* Exercise requirements *
Please repeat each of the records that follow, exactly as written.

Referring expression data
Content starts

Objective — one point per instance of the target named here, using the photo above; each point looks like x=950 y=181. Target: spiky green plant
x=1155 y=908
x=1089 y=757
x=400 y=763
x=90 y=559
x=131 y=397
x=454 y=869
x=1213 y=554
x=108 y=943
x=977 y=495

Content ends

* Answer section *
Objective — one point per instance of the target named here, using the photo above; each point looks like x=950 y=181. Target: spiky green plant
x=1155 y=908
x=1089 y=757
x=400 y=763
x=90 y=559
x=131 y=397
x=454 y=869
x=1213 y=554
x=108 y=943
x=977 y=495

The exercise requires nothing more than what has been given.